About this task:
Once you reach the line containing "target: baseball cap", write out that line and every remaining line of the records exactly.

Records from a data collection
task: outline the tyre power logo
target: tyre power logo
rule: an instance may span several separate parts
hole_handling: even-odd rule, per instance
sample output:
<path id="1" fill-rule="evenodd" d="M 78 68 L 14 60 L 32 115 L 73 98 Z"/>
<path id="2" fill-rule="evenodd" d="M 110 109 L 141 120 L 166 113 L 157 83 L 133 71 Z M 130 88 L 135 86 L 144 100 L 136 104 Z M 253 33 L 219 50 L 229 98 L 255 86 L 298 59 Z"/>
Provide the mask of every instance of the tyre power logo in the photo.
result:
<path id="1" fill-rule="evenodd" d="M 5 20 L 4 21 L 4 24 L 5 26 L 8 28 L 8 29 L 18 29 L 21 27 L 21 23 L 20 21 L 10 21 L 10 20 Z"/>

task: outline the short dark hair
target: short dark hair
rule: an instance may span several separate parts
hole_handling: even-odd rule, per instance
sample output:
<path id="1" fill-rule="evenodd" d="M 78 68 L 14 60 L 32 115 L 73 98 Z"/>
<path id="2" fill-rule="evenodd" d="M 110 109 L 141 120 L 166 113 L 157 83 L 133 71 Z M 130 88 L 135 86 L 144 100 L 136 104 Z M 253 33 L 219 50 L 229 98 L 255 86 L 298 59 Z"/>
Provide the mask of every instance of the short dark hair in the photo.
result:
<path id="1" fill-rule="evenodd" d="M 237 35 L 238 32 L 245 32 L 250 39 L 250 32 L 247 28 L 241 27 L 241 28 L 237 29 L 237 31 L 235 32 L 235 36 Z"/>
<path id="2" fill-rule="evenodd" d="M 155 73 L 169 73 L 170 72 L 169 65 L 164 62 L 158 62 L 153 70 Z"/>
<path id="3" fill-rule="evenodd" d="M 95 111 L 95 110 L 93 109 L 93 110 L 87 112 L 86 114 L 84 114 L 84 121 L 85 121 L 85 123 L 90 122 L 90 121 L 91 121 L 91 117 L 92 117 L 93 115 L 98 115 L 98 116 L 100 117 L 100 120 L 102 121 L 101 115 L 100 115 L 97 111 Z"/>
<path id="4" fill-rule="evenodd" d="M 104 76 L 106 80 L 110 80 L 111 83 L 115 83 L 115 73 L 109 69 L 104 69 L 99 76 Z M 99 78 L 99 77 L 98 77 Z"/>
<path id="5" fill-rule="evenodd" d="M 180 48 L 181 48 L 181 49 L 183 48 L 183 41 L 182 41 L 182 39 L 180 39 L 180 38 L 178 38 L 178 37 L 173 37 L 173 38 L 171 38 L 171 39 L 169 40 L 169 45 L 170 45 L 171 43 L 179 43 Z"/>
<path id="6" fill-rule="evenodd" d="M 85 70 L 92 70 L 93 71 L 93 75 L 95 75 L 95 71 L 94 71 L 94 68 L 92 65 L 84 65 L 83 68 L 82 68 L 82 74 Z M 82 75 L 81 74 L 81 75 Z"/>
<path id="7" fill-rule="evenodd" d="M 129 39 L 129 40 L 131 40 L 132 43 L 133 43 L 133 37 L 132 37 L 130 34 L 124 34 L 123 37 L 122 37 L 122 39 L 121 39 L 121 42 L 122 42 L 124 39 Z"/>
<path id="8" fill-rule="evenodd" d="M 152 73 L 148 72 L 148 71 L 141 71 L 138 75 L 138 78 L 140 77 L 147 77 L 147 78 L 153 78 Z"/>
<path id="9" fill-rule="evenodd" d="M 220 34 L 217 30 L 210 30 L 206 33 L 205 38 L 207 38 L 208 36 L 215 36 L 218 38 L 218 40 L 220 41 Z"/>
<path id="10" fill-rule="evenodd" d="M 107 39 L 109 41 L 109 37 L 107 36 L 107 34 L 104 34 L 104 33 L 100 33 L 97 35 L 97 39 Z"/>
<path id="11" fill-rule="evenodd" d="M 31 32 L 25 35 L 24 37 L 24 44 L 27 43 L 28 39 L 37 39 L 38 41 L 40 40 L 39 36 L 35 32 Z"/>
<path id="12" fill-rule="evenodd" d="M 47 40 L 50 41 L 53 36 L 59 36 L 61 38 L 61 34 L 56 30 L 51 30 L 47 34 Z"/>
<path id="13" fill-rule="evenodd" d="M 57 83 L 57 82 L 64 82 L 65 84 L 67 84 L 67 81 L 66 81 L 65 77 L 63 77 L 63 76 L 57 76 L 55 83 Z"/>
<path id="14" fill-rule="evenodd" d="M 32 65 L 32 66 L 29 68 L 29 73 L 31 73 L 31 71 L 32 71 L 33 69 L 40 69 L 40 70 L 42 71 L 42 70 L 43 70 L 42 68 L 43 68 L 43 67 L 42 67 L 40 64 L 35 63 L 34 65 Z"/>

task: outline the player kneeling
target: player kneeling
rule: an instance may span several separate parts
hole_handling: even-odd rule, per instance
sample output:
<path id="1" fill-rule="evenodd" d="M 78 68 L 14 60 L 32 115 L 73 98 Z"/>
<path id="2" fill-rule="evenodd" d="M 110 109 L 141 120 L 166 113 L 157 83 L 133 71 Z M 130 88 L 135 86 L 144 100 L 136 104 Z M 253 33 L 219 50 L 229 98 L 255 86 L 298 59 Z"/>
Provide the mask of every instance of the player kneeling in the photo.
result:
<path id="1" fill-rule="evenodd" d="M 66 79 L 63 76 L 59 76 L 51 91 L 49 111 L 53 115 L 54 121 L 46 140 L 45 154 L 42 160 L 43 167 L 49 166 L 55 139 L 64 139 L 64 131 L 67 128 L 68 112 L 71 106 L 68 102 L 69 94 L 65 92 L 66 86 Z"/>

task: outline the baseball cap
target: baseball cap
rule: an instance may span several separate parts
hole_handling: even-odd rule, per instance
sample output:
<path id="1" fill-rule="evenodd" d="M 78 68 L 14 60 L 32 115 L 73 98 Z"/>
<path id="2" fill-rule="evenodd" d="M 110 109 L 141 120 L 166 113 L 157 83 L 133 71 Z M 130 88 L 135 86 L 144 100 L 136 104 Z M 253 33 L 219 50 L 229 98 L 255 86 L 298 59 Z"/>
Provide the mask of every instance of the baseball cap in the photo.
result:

Result:
target: baseball cap
rule: an instance may span several separate parts
hole_handling: even-odd rule, per instance
sample output:
<path id="1" fill-rule="evenodd" d="M 78 68 L 14 60 L 32 115 L 73 98 Z"/>
<path id="2" fill-rule="evenodd" d="M 110 109 L 141 120 L 166 113 L 157 83 L 133 71 Z M 130 88 L 135 86 L 144 100 L 136 104 Z M 253 33 L 219 50 L 229 98 L 255 86 L 298 59 Z"/>
Provide the mask of every instance of the baseball cap in the photo.
result:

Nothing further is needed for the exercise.